### Task prompt
Print, exactly as written, every line from the first line of the records below through the line containing "Query: white cabinet", and nothing further.

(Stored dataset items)
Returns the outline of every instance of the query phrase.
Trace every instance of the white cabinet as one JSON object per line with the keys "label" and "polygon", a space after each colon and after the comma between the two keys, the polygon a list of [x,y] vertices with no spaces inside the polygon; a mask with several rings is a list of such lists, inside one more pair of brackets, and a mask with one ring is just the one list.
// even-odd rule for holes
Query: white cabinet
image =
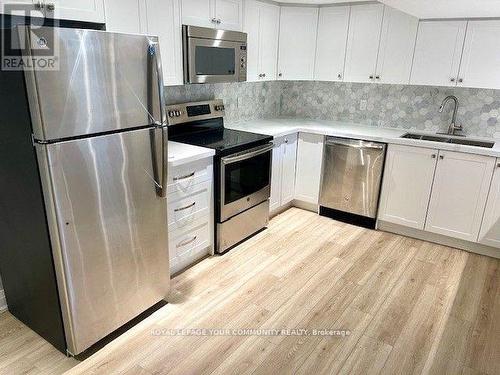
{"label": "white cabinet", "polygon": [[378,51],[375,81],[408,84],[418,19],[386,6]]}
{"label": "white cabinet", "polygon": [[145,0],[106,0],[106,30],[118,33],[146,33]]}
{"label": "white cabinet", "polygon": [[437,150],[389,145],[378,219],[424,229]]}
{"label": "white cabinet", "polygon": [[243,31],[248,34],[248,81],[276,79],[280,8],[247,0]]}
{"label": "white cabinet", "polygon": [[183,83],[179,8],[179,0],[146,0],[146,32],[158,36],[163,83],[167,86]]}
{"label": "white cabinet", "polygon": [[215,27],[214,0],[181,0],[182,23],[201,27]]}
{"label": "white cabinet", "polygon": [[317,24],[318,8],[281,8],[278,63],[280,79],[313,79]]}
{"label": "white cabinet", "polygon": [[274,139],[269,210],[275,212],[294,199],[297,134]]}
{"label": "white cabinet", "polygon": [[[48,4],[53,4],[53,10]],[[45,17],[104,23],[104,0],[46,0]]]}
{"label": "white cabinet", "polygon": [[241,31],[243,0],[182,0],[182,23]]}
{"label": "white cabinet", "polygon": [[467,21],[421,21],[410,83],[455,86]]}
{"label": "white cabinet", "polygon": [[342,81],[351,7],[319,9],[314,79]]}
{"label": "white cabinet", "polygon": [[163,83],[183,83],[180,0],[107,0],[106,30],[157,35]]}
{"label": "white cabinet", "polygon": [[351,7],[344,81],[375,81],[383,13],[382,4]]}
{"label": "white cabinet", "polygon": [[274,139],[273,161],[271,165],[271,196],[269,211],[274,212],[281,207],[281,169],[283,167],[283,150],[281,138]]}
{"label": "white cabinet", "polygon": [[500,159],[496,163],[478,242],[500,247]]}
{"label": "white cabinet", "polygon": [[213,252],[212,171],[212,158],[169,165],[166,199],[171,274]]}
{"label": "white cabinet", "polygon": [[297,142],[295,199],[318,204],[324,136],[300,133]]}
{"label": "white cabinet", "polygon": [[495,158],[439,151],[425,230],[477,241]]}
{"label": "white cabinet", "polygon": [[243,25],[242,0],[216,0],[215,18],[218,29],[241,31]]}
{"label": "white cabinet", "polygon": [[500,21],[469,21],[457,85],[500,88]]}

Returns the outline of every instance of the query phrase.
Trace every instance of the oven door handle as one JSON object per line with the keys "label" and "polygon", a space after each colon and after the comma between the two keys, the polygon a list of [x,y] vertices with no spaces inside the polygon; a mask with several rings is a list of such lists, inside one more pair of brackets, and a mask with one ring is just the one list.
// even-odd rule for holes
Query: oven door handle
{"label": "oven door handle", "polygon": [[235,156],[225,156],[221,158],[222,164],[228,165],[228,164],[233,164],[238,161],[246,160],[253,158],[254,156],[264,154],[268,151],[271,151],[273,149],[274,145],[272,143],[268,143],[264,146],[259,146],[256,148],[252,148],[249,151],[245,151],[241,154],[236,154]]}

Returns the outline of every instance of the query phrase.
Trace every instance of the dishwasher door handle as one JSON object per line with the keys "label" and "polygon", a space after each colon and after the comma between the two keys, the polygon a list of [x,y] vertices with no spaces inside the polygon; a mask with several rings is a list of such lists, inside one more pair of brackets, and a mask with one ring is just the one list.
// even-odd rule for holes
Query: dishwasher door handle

### Solution to the problem
Returns the outline of every instance of the query phrase.
Trace every instance of the white cabinet as one JSON object per line with the keys "label" and "polygon", a space after each colon and after the comma between the two keys, the polygon a list of [x,y] vertices with no spaces inside the polygon; a mask with several rings is a list of such lists, inside one more pair of brackets, and a mask with one ring is just the one list.
// even-odd rule for holes
Query: white cabinet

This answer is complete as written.